> _WHAT TO DO_
• a. Which Culture vessels does the spaceships text name as runners up for a position on its list?
• b. Translate this sentence from the spaceships text into Spanish: "There’s a fine art to building robust space trucks and no human seems to be able to master it."

> _PROVIDED TEXT_
****

Continuing on from Red Dwarf, it seems to me the worst job you could get in the future would be working on the intergalactic mining vessel Nostromo. Made almost entirely out of tiny ducts, pipes and small spaces for nasty things to hide in, the ship is managed by what looks like a computer from the late 1970s.

Its crew is so obsessed with getting their bonuses that they barely have time to investigate a mysterious signal they pick up on their travels. When they do, they discover science fiction’s most vicious predator and spend the rest of their short lives running or being attacked in the ship’s escape pods. All in all, not a great ship on which to be a crew member.

4. The Truck – Galaxy Truckers

Galaxy Truckers is a brilliant board game in which you assemble your space truck out of tiles picturing spare parts and then send it on a run around the stars to get the stuffing knocked out of it. Bits fall off, crew members get spaced, the guns never point in the right direction and usually the whole thing is lopsided. We love this game, because no matter how well you build your ship at the start of each round, it always ends up in port hobbling along on its last engine, with a large hole in the side.

There’s a fine art to building robust space trucks and no human seems to be able to master it.

3. Falling Outside The Normal Moral Constraints – Surface Detail (Culture Universe)

No list of spaceships would be complete without a mention of the late Iain M. Banks and his amazingly named Culture vessels – runners up for a position on this list included Serious Callers Only, Grey Matter and Funny, It Worked Last Time. However the prize must go to Surface Detail’s Fast Picket Ship Falling Outside The Normal Moral Constraints, a vessel which is basically a self contained war fleet, capable of breaking into a fleet of smaller, deadly warships. In one scene, the FOTNMC takes out an entire enemy armada in a few seconds, displaying the Culture’s vastly destructive military power which goes along with their utopian lack of laws, leaders and social structure.

****

> _RECORDED DATA_
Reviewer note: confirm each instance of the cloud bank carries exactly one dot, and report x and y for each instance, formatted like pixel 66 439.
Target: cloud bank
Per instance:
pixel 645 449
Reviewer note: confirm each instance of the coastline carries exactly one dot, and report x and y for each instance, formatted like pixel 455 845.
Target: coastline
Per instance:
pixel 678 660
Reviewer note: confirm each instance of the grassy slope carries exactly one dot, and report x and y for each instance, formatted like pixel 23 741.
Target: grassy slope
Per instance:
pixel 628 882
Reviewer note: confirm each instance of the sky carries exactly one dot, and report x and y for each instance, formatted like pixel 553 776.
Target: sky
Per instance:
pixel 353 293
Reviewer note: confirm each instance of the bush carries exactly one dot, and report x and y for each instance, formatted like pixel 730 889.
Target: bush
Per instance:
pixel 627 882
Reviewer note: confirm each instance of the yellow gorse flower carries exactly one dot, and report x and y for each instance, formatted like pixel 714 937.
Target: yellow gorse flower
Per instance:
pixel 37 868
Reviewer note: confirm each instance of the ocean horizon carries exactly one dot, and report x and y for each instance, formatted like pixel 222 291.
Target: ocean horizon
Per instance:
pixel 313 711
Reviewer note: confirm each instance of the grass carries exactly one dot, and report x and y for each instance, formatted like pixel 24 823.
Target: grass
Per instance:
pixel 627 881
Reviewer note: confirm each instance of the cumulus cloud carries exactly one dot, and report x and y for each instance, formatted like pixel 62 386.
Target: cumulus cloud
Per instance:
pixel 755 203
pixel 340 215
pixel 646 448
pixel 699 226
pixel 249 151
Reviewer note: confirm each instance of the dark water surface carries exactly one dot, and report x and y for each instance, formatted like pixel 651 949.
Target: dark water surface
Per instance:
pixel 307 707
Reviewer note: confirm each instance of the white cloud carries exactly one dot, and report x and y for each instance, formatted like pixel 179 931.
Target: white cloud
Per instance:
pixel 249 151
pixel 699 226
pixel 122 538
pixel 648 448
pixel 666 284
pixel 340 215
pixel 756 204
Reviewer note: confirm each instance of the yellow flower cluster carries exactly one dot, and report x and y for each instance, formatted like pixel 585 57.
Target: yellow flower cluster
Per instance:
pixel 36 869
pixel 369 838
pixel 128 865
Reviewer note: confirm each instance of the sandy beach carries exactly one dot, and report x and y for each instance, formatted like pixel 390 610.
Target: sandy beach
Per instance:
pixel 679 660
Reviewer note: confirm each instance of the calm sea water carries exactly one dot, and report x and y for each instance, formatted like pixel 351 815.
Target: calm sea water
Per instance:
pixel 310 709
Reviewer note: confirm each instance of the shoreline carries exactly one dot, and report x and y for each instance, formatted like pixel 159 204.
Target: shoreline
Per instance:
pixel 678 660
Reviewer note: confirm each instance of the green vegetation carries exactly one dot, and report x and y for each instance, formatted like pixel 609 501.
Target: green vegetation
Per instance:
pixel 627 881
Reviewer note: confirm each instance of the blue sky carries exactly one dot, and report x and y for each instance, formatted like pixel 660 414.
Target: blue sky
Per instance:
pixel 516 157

****

> _ANSWERS_
• a.
- Serious Callers Only
- Grey Matter
- Funny, It Worked Last Time

• b. Construir camiones espaciales robustos es todo un arte, y ningún ser humano parece ser capaz de dominarlo.